● **Assignment**
Reproduce every line in the listing that contains the word "above".

*** Opening Supplied material ***

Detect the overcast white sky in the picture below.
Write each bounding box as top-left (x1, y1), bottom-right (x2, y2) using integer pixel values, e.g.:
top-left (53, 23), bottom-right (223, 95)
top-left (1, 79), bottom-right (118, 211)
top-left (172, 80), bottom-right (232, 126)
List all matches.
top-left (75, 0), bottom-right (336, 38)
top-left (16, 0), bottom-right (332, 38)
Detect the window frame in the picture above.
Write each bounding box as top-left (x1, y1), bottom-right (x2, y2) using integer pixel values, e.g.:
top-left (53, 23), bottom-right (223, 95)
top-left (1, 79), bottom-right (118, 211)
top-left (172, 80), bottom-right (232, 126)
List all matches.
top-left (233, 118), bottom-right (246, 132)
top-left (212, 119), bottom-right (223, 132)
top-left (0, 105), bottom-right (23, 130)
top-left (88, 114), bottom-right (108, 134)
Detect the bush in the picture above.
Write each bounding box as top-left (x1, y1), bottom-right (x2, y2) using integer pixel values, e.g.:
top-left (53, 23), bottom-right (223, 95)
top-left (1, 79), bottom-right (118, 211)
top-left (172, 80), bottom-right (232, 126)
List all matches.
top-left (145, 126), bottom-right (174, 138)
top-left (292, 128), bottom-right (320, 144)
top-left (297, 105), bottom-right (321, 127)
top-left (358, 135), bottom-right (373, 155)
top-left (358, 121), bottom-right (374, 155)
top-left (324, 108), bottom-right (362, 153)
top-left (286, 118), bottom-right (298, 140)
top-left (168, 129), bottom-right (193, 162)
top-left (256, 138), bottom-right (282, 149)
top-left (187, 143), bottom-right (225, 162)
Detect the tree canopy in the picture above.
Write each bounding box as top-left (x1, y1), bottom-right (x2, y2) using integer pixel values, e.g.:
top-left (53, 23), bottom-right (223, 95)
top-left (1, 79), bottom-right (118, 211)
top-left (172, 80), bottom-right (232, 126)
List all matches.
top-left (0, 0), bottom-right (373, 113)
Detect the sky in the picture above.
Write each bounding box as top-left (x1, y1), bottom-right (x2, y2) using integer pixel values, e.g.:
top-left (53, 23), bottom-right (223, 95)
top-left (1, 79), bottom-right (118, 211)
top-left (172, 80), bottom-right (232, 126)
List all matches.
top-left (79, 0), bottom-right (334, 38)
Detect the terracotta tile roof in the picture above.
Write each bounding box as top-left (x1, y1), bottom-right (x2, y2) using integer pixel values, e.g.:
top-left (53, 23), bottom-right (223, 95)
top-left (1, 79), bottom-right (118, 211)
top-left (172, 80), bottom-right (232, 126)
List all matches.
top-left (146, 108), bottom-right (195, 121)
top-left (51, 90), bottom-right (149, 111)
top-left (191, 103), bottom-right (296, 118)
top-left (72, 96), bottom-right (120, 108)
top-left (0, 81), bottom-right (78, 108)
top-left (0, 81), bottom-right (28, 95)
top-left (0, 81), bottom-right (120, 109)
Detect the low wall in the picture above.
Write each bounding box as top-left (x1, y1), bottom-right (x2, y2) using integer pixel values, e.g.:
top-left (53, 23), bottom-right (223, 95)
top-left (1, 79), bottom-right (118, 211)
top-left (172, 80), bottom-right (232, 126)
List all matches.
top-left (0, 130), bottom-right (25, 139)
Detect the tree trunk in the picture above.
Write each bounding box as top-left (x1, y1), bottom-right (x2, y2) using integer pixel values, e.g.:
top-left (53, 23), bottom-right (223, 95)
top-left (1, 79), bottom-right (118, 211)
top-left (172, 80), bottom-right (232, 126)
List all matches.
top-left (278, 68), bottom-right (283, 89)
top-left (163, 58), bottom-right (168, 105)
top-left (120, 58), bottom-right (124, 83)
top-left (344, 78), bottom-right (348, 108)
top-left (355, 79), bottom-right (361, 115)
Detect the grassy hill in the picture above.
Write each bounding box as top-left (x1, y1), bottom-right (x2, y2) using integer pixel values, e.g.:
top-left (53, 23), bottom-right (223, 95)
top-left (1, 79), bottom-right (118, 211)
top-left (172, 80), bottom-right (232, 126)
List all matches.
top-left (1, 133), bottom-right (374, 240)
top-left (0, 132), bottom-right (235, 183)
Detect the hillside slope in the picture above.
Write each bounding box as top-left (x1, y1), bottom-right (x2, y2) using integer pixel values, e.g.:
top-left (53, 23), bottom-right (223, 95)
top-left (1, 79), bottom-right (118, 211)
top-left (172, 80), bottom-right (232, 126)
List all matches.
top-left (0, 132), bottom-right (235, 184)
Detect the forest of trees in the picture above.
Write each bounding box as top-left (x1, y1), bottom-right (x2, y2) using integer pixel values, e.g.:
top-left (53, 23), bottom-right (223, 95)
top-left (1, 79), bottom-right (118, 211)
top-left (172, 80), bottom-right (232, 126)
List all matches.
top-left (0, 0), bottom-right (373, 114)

*** Closing Supplied material ***

● **Task answer**
Detect the window frame in the picture above.
Detect the bush in the picture above.
Detect the tree canopy in the picture above.
Detect the sky in the picture above.
Detect the terracotta tile roof in the picture above.
Detect the low wall in the picture above.
Detect the tree trunk in the picture above.
Detect the grassy hill in the picture above.
Detect the hillside slope in the picture above.
Detect the forest of trees in the picture above.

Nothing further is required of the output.